SHORT PROBLEM » Please gather and copy out every line in the items below that contains the word "pole".

DATA »

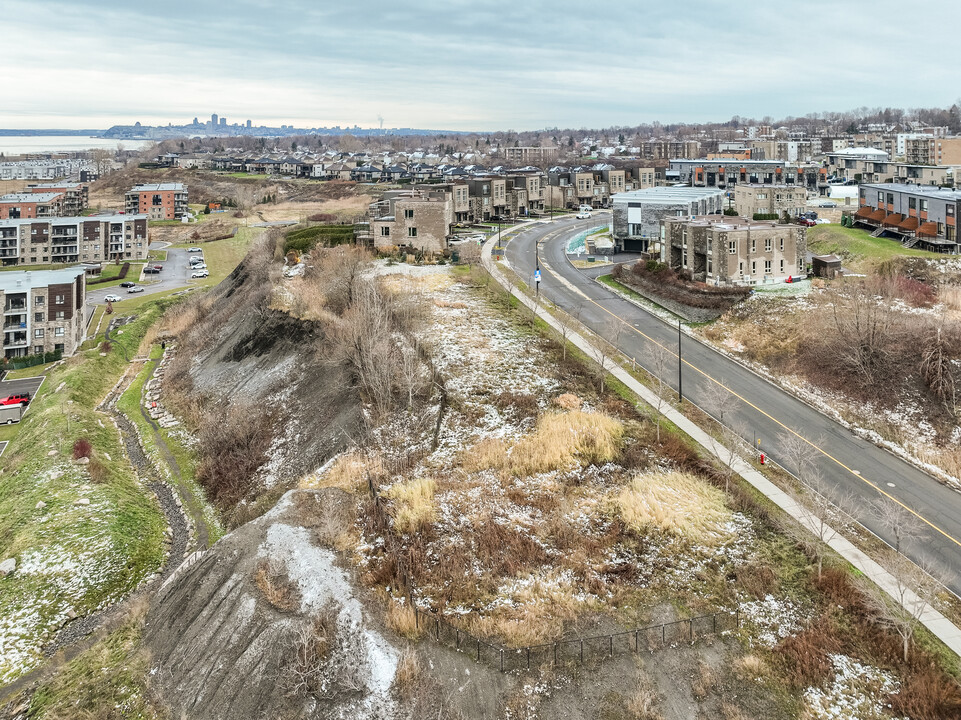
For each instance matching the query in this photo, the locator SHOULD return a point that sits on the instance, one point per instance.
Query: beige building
(420, 219)
(735, 250)
(42, 311)
(751, 200)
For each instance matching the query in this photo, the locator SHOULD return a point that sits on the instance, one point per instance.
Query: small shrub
(276, 587)
(412, 504)
(82, 448)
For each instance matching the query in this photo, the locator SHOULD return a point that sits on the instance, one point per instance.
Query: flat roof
(21, 280)
(29, 197)
(926, 190)
(667, 194)
(157, 187)
(72, 220)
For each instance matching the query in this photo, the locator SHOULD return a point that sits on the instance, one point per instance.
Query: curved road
(757, 408)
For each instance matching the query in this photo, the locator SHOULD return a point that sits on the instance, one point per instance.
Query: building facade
(42, 311)
(49, 241)
(914, 215)
(637, 215)
(751, 200)
(158, 201)
(733, 250)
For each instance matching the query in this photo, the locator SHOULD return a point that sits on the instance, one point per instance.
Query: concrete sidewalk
(942, 628)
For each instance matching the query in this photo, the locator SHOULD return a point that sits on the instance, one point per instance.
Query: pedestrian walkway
(939, 626)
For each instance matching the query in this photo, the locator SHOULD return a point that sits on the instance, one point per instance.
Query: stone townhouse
(420, 219)
(99, 238)
(751, 200)
(733, 250)
(42, 311)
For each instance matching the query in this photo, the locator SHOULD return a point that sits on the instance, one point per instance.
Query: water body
(12, 145)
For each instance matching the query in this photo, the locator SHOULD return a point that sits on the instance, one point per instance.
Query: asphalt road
(175, 274)
(755, 407)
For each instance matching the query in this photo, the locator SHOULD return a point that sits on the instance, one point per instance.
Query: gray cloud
(463, 65)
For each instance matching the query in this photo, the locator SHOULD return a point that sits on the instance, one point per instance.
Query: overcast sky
(459, 65)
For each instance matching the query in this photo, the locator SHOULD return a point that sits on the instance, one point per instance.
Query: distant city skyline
(462, 66)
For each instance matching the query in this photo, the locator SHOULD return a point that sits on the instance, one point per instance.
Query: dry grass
(412, 504)
(562, 441)
(403, 621)
(276, 587)
(348, 472)
(675, 503)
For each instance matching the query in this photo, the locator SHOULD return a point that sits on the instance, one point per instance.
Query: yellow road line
(747, 402)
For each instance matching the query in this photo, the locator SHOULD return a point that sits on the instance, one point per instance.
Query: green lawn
(72, 557)
(857, 248)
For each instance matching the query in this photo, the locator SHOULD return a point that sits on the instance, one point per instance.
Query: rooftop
(21, 280)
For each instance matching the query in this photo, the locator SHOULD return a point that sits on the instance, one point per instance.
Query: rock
(8, 566)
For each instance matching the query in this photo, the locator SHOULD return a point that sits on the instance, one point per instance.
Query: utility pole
(680, 394)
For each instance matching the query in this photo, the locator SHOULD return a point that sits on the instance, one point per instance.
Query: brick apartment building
(751, 200)
(31, 205)
(98, 238)
(419, 218)
(75, 195)
(914, 215)
(158, 201)
(42, 311)
(733, 250)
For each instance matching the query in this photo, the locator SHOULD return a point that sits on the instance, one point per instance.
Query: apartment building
(751, 200)
(99, 238)
(31, 205)
(158, 201)
(733, 250)
(75, 195)
(418, 218)
(637, 215)
(530, 155)
(42, 311)
(914, 215)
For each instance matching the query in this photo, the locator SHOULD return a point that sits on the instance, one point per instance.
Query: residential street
(759, 409)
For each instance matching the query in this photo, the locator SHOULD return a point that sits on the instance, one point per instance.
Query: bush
(82, 448)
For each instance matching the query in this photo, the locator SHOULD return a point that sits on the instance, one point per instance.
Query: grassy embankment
(98, 535)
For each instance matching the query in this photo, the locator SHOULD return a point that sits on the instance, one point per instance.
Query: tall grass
(675, 503)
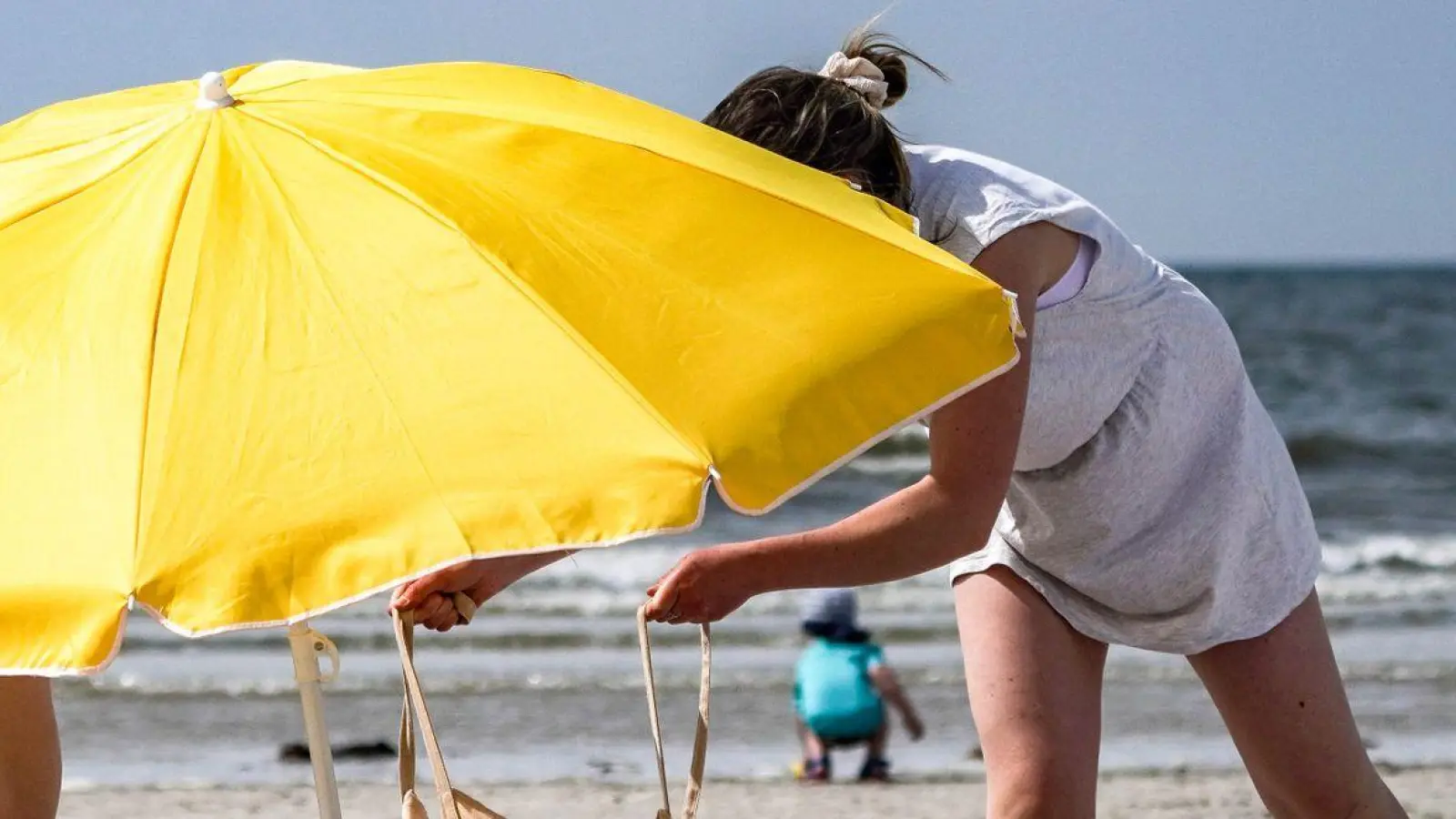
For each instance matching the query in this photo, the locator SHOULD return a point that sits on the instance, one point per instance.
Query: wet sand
(1429, 793)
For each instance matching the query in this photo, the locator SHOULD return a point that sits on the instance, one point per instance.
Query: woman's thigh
(1286, 709)
(29, 749)
(1036, 690)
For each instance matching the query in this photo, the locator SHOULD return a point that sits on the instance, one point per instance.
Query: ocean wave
(769, 681)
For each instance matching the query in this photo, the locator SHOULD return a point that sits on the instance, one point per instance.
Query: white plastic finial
(211, 92)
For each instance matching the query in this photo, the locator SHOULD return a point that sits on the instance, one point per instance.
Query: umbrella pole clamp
(306, 644)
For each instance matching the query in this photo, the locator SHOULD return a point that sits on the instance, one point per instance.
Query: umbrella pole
(306, 644)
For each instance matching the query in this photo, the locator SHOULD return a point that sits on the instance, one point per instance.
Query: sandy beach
(1427, 793)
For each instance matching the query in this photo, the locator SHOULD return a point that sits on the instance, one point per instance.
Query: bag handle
(450, 800)
(695, 773)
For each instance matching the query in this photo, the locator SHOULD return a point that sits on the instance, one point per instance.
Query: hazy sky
(1208, 130)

EXERCISE SOLUTION »
Query: utility pole
Query: umbrella pole clamp
Query: umbrella pole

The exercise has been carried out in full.